We do not mean to insinuate that a really well-dressed Frenchwoman is not better dressed than most English women, or that the French have not a peculiar knack of putting on their clothes to the best advantage; for there is no doubt upon the matter. But, if we maybe allowed to judge from the examples brought over to us in the shape of bonnets and head-dresses, and other articles of a lady’s toilette, we should say that there must be a considerable inclination among our foreign neighbours to what is both gaudy and vulgar.
When anyone complains to a milliner of the style of any of the articles she has on sale, she replies that she is obliged to provide for all kinds of taste; that it would not answer her purpose to limit her supply to those who have a faultless eye; that, in order to make her business succeed, she must be prepared to accommodate all persons, and cater for them all alike, studying to please each individual in whatever way she may be disposed to be pleased, and never presuming to do more than merely suggest some slight improvement or modification. Ladies are apt to take offence at their taste being too severely criticized, and dressmakers do not always find it the easiest possible task to steer clear between securing their own reputation as “artistes” of fashion and good taste, and avoiding giving offence to their patronesses. It is the public who are to blame. When some one remonstrated with Braham for his florid and vulgar style of singing, he replied, it was the people and not he who was at fault. It was alike his duty and interest to please the public, and not to instruct it. He sang to be listened to and encored, not to be hissed and snubbed. It does not answer for any tradesman not to be able to supply what his customers demand.
It is the public who are to blame. If they insist upon being supplied with certain articles of consumption or of dress, the shopkeepers have no alternative but to supply them. If ladies prefer what is ugly and misbecoming, the dressmakers have to make it. It is the old story over again of the demand creating the supply.

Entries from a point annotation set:
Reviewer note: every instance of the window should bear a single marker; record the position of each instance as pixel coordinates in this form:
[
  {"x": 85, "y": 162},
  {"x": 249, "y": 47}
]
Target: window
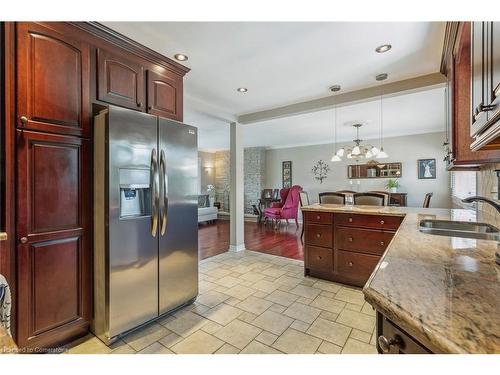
[{"x": 463, "y": 185}]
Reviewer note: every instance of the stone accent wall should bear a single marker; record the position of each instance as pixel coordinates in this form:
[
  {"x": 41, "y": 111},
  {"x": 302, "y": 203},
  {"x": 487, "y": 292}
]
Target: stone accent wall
[
  {"x": 222, "y": 163},
  {"x": 254, "y": 176},
  {"x": 255, "y": 173}
]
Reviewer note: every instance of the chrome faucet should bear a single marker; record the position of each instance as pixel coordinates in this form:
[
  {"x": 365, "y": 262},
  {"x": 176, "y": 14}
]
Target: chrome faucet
[{"x": 482, "y": 199}]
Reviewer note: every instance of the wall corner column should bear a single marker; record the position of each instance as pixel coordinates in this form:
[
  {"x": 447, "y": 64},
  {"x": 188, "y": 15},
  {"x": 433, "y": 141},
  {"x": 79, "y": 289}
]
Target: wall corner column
[{"x": 236, "y": 190}]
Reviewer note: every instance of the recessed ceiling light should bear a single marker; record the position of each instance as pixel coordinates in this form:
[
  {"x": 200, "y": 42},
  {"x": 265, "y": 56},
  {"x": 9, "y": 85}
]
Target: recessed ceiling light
[
  {"x": 335, "y": 88},
  {"x": 180, "y": 57},
  {"x": 383, "y": 48}
]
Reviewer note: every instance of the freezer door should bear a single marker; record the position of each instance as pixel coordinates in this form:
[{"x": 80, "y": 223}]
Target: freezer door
[
  {"x": 178, "y": 224},
  {"x": 133, "y": 214}
]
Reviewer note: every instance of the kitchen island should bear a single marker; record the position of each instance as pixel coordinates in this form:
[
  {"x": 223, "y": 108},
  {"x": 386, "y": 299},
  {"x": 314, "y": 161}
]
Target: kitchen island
[{"x": 433, "y": 294}]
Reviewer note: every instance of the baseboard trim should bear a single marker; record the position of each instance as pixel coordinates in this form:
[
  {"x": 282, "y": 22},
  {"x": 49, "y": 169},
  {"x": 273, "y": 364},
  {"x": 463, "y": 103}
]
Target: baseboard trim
[{"x": 236, "y": 248}]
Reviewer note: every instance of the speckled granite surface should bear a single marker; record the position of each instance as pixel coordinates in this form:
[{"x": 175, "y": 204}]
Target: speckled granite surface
[{"x": 444, "y": 291}]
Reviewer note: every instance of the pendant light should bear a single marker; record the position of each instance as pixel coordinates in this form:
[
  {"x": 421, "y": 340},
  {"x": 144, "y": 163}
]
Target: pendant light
[
  {"x": 381, "y": 154},
  {"x": 335, "y": 156}
]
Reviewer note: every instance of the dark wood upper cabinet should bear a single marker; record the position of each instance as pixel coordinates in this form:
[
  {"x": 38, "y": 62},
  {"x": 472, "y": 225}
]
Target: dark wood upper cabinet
[
  {"x": 463, "y": 65},
  {"x": 120, "y": 80},
  {"x": 52, "y": 81},
  {"x": 478, "y": 89},
  {"x": 53, "y": 256},
  {"x": 165, "y": 95}
]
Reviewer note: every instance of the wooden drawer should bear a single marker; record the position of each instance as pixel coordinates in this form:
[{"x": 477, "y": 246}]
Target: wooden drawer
[
  {"x": 319, "y": 259},
  {"x": 319, "y": 235},
  {"x": 318, "y": 217},
  {"x": 368, "y": 221},
  {"x": 401, "y": 342},
  {"x": 354, "y": 266},
  {"x": 362, "y": 240}
]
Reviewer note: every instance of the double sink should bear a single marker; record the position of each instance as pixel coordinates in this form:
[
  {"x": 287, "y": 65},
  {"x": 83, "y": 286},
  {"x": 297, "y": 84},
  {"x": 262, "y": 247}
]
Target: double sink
[{"x": 480, "y": 231}]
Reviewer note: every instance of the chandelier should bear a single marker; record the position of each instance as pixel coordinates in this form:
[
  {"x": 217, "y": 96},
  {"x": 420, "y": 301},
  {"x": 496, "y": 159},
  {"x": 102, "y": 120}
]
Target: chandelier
[{"x": 358, "y": 150}]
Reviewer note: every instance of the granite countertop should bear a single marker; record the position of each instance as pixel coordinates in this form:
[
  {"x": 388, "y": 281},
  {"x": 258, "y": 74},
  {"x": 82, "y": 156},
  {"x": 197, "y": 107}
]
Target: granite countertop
[{"x": 444, "y": 291}]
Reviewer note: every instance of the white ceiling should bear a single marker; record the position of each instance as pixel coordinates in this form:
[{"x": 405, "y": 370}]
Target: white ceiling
[
  {"x": 415, "y": 113},
  {"x": 287, "y": 62}
]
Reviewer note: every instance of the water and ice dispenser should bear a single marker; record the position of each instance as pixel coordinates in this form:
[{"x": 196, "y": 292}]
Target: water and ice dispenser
[{"x": 135, "y": 193}]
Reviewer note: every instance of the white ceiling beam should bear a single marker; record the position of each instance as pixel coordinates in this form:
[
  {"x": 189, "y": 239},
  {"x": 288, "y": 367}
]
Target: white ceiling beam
[{"x": 421, "y": 83}]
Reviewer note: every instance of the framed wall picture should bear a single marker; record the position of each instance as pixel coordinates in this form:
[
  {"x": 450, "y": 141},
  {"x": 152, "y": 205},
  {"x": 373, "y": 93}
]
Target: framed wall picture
[
  {"x": 286, "y": 174},
  {"x": 426, "y": 168}
]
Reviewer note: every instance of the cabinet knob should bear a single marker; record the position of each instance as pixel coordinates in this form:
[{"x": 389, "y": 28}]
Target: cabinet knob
[{"x": 386, "y": 344}]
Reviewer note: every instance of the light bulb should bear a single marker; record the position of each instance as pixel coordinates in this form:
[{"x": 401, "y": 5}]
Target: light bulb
[{"x": 382, "y": 154}]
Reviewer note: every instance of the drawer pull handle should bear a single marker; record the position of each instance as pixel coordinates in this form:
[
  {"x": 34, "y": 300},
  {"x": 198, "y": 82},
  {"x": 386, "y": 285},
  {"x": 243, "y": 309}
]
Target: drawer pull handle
[{"x": 386, "y": 344}]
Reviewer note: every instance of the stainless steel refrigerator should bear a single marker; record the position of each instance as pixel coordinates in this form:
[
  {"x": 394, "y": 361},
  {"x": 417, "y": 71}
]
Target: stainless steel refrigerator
[{"x": 145, "y": 219}]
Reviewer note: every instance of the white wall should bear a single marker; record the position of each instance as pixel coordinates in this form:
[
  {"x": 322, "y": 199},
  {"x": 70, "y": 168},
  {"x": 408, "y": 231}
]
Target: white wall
[
  {"x": 405, "y": 149},
  {"x": 206, "y": 170}
]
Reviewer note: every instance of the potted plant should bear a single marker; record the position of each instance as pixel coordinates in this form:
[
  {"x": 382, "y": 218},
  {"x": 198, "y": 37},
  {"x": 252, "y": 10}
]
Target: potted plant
[{"x": 392, "y": 185}]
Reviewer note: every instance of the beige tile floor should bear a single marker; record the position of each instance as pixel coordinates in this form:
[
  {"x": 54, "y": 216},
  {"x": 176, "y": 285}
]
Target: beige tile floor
[{"x": 256, "y": 303}]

- **Tasks to carry out**:
A – From the passage on fashion and public taste, list every word used for a person who makes or sells goods.
B – Reproduce word for word the part of the passage on fashion and public taste that opens with the words containing "It is the public who are to blame. If" and closes with "creating the supply.".
C – Carry on the passage on fashion and public taste, starting right after its final sentence.

- **Set of answers**:
A – milliner, dressmakers, tradesman, shopkeepers

B –
It is the public who are to blame. If they insist upon being supplied with certain articles of consumption or of dress, the shopkeepers have no alternative but to supply them. If ladies prefer what is ugly and misbecoming, the dressmakers have to make it. It is the old story over again of the demand creating the supply.

C –
There will always be persons who do not know how to dress well; who have ideas of their own to which they are determined to give expression. When they think they are doing their best, and are bent upon astonishing the world, they somehow appear to the worst advantage. They endeavour to rival their neighbours in strength and variety of colours; and, if they see a beautiful woman becomingly dressed, they at once copy that woman, quite regardless of their personal appearance, which may be the least fitted to the style which has taken their fancy. It reminds us of the story of a fashionable shoemaker, who, having made a pair of shoes for a lady who was remarkable for the beautiful shape of her foot, was applied to by another lady to make her a pair exactly similar to Lady So and So’s. The shoemaker looked with dismay at his new customer’s foot, which bore no resemblance whatever to that of her friend. At last he looked up at the lady, shrugged his shoulders, shook his head, and said: “Madam, it is impossible; you must bring me a foot like her ladyship’s before I can make a shoe like hers.” The rebuke was well deserved: but his honesty lost him a good customer.
The assortment and choice of colours, though chiefly a matter of taste, is yet under the direction of fashion. At one time one colour predominates, at another time another; while two colours may be used together at one time, which at another are almost interdicted.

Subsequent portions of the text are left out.